> [What this task involves]: Rewrite the lines from the start through the line containing "The even-odd rule governs holes.", replacing "Kindly" with "Please" and leaving everything else unchanged.

Items listed in a dataset:
________________________
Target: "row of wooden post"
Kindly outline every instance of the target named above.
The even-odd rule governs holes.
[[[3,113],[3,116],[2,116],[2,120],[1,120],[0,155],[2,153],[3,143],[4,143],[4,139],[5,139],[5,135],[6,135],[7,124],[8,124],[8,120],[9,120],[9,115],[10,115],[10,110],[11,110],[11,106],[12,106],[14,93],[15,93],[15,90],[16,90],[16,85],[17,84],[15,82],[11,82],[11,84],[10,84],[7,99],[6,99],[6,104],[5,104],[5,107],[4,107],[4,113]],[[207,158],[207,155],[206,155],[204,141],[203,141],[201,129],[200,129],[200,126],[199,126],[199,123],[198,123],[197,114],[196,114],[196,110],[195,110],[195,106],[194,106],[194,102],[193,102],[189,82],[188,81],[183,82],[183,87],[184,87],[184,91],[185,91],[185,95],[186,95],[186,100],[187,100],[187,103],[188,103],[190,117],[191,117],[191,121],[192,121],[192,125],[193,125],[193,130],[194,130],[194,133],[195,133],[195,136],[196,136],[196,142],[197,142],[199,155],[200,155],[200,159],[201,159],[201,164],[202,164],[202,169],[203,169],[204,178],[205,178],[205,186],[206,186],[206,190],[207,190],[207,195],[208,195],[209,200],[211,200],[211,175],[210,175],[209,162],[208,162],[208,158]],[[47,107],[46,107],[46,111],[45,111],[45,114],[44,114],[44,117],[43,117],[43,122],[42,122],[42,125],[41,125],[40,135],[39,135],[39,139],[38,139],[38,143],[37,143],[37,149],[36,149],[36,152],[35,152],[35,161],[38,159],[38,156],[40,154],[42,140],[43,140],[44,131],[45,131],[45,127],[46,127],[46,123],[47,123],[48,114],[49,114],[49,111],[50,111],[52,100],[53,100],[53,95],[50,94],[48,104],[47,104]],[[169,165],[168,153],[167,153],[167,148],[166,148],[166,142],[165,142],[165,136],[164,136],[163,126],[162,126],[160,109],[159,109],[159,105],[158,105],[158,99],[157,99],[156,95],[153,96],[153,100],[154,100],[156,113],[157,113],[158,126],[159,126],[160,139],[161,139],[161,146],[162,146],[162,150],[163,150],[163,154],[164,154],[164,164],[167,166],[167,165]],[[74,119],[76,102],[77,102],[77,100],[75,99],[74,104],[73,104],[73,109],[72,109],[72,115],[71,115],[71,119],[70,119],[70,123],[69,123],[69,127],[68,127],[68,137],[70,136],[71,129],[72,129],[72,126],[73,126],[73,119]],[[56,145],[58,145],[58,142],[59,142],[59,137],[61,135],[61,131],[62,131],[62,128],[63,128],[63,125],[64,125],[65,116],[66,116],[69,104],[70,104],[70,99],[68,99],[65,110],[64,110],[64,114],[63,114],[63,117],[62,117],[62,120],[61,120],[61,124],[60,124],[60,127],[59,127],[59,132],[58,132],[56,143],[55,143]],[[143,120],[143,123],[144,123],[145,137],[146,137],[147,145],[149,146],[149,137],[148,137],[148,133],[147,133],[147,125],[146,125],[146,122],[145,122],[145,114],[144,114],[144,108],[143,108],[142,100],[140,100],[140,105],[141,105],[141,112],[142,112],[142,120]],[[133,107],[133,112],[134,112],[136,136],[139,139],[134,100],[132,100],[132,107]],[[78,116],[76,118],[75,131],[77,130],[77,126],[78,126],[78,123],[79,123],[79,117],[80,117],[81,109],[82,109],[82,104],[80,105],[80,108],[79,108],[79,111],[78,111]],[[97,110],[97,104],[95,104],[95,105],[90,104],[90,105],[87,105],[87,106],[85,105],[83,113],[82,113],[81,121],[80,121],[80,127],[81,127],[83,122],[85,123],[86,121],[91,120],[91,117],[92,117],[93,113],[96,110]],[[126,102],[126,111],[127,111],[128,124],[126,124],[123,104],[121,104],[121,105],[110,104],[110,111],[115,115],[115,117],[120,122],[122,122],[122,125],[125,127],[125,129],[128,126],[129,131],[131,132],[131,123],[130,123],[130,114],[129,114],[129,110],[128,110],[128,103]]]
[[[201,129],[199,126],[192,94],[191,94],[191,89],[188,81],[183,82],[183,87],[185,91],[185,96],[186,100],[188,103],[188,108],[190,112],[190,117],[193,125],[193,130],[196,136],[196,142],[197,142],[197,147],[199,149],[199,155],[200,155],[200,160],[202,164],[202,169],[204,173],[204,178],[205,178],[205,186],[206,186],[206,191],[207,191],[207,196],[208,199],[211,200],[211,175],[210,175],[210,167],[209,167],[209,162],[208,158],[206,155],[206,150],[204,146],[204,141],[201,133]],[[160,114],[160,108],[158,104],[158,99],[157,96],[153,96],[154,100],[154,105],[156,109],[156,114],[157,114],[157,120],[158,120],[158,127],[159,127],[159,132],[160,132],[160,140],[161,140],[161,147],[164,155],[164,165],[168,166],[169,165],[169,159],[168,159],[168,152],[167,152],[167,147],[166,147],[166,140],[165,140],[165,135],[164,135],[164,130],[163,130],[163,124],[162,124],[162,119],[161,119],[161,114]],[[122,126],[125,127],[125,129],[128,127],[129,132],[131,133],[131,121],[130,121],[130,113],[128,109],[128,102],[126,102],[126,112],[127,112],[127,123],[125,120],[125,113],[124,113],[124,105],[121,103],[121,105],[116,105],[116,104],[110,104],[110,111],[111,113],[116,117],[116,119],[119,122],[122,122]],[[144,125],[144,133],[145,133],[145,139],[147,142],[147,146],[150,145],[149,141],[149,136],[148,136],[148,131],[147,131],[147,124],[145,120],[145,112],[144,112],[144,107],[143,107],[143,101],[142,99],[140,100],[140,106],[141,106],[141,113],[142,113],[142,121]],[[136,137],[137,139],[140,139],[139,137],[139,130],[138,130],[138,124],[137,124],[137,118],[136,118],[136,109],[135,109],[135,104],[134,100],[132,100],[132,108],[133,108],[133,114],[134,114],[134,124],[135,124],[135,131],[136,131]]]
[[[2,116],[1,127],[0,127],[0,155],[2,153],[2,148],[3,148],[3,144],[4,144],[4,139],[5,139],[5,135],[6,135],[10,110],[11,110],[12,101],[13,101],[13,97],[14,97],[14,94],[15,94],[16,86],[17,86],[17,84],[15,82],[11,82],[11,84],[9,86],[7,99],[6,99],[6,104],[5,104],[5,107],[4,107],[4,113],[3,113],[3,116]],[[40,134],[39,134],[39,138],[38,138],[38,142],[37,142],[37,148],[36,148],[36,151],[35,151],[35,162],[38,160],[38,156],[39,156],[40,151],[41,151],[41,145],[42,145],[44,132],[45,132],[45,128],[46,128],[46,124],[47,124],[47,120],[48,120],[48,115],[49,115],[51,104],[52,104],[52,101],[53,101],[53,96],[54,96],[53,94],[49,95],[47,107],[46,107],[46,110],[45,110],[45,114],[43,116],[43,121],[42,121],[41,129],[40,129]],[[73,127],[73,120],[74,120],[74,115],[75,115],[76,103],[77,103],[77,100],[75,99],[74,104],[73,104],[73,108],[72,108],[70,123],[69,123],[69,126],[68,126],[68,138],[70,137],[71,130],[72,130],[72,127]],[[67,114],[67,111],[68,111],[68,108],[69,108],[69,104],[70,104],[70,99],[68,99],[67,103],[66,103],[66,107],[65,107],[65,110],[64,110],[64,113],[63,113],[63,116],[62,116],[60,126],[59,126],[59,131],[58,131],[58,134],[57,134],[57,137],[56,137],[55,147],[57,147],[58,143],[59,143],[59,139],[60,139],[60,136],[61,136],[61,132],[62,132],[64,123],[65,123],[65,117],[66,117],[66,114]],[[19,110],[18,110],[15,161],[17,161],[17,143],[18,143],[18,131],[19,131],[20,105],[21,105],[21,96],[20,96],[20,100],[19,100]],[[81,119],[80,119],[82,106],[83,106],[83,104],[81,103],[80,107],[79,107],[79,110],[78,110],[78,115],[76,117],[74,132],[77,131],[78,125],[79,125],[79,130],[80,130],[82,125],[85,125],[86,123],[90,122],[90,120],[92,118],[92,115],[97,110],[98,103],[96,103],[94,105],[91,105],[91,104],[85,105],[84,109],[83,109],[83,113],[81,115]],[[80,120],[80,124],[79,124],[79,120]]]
________________________
> [Reply to the exercise]:
Target: "row of wooden post"
Please outline every instance of the target named above.
The even-odd rule governs holes.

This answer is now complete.